» Short exercise A: In the news article below about Anders Breivik's parole hearing, how many people did he gun down at the Labour Party youth camp on Utoya?
» Short exercise B: Pick up the news article below about Anders Breivik's parole hearing where it stops, and carry it on.

Survivors of Anders Breivik's brutal 2011 terror attacks have called for him to be denied further media attention after he used his first parole hearing on Tuesday as a platform to continue spreading his neo-Nazi ideology.
With a shaven head and dressed in a dark suit, Breivik made a white supremacist sign with his fingers before raising his right arm in a Nazi salute to signal his far-Right ideology as he entered the court.
He also carried homemade signs printed in English with the words “Stop your genocide against our white nations” and “Nazi-Civil-War”.
The far-Right extremist killed 77 people in Norway’s worst peacetime atrocity in July 2011. He killed eight with a car bomb in Oslo and then gunned down 69, most of them teenagers, at a Labour Party youth camp on the island of Utoya.
“Our position is that it is necessary with (continued) confinement to protect society,” Hulda Karlsdottir, the public prosecutor, told Reuters ahead of the hearing.
"I feel it's quite absurd that he is allowed so much attention by asking for his release after only 10 years," Lisbeth Kristine Royneland, who lost her 18-year-old daughter on Utoya, told NRK ahead of the trial.

» Listed entries:
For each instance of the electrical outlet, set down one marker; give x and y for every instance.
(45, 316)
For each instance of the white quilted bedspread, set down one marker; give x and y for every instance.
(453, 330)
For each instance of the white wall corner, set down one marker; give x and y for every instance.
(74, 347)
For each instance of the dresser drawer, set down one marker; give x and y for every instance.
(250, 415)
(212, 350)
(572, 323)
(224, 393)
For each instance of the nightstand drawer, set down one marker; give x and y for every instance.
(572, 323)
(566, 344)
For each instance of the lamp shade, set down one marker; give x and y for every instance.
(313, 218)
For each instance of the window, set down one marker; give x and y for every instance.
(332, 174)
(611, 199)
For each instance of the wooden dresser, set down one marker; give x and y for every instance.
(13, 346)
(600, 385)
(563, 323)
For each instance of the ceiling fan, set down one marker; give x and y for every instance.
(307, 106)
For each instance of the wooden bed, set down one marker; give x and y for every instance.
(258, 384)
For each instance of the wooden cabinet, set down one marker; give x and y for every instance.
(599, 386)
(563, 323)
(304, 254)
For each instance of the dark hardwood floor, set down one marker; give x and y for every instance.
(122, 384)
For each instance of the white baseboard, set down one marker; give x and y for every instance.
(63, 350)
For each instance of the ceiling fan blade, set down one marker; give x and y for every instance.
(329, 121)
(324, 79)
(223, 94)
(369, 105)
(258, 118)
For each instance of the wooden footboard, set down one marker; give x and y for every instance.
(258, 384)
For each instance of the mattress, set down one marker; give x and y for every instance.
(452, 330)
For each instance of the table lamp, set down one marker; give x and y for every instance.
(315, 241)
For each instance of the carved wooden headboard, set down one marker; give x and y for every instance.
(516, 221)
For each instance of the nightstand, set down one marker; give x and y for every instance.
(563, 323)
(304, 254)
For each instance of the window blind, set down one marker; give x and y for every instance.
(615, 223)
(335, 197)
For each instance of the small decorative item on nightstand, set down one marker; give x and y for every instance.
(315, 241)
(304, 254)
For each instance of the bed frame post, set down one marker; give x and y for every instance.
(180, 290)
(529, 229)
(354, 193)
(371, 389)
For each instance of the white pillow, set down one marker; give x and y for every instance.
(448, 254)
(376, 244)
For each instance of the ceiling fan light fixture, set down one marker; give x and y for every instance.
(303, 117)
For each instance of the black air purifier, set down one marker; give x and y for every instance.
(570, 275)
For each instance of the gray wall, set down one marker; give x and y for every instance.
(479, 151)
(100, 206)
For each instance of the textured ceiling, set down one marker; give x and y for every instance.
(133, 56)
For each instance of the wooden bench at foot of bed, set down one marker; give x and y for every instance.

---

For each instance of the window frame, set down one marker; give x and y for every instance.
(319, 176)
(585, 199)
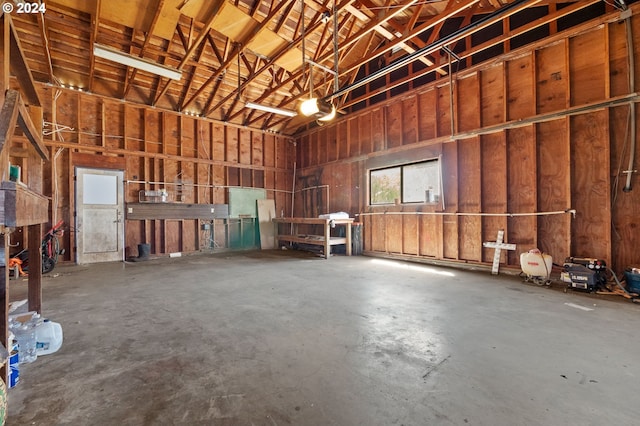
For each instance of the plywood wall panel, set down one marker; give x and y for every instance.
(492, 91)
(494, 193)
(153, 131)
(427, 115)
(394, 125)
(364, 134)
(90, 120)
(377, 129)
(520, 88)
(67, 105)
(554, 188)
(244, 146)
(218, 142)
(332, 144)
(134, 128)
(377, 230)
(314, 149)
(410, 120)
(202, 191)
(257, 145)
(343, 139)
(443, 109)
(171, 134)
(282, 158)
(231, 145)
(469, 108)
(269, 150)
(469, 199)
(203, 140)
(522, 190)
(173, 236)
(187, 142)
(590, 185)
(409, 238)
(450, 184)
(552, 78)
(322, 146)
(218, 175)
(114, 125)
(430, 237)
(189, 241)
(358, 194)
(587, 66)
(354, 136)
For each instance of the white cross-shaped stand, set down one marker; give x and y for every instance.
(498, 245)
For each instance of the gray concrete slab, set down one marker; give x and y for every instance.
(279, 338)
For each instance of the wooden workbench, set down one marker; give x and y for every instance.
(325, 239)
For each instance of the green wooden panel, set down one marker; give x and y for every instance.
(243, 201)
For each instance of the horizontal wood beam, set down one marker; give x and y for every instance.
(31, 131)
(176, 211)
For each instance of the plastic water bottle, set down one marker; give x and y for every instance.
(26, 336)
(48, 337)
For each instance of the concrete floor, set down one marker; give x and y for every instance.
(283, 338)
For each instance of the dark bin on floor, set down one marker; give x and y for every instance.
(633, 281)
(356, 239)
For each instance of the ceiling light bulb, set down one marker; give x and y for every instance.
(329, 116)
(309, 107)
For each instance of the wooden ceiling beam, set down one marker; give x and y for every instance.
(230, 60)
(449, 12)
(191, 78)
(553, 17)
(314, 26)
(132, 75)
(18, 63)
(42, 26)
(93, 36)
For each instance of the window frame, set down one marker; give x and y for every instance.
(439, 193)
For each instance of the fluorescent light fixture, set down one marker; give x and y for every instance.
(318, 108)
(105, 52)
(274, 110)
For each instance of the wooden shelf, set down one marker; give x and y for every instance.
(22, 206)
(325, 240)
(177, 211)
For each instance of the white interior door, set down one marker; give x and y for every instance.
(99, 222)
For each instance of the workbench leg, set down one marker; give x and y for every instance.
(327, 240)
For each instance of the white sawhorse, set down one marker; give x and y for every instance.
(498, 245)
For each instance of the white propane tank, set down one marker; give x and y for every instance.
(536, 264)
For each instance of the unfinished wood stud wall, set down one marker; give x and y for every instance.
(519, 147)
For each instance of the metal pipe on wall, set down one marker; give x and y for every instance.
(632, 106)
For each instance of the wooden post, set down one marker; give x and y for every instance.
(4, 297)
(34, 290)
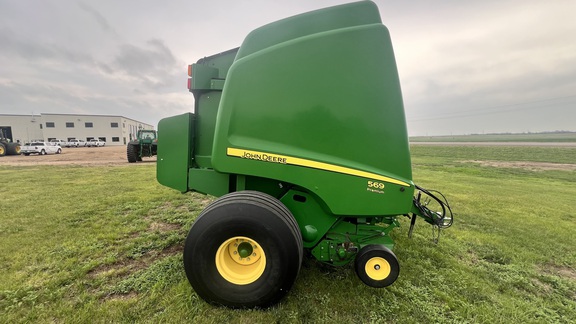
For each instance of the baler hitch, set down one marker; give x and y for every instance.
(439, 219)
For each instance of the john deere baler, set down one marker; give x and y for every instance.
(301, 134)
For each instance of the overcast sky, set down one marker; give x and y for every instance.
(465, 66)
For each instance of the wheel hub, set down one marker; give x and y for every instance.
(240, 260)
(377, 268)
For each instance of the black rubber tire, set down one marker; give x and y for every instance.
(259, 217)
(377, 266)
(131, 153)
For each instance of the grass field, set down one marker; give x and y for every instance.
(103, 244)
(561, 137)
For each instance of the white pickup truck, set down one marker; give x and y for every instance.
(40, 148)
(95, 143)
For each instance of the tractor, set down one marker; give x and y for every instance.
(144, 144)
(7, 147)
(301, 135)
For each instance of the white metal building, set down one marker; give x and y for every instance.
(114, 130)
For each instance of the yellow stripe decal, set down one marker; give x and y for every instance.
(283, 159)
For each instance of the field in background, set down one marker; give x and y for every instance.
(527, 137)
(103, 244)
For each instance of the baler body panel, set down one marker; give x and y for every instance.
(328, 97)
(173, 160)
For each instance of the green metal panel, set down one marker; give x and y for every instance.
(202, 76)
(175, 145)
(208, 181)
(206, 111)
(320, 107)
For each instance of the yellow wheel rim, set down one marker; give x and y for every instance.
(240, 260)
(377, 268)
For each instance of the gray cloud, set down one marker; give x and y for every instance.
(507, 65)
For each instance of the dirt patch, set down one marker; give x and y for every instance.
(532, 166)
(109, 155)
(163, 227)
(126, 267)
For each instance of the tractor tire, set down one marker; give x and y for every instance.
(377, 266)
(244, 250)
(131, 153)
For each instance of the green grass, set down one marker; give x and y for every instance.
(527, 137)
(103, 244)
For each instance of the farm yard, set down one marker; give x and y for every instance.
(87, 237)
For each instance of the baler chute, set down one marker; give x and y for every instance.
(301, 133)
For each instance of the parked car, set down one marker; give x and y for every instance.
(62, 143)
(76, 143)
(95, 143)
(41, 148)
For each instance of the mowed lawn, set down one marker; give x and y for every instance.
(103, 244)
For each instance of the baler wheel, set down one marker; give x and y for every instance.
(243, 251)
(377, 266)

» Exercise result A: 69, most of them teenagers.

» Exercise result B:
The hearing saw Breivik argue that he should be released after just over ten years in jail because he had now rejected violence as a way of promoting his Nazi ideas. He has called Par Oberg, a leading Swedish neo-Nazi, to testify for him.
He also claimed to have been brainwashed into carrying out the attacks in 2011 by a shadowy organisation, which appears, like the Knights Templar he claimed to represent at the time of his attack, to be his own creation.
Breivik, now 42, changed his legal name to Fjotolf Hansen but will be referred to throughout court proceedings by his former name. He is serving Norway’s maximum sentence of 21 years, which can be extended indefinitely if he is deemed a continued threat to society.
The Telemark court in Skien, southwest of the capital, where Breivik is serving his sentence, will hear the case this week after the Oslo state prosecutor’s office last year rejected Breivik’s application for early release.
Proceedings will take place over a maximum of four days in a prison gymnasium converted into a makeshift courtroom, with a decision expected about a week later.
Randi Rosenqvist, a prison psychiatrist, has been called as one of the witnesses in the hearing. She told the newspaper Verdens Gang that her assessment had not changed since 2013 when she found Breivik “would again be able to carry out acts of violence if he found it opportune”.
“I can confirm that the conclusions previously made public are not significantly different from those that have been made now,” she said.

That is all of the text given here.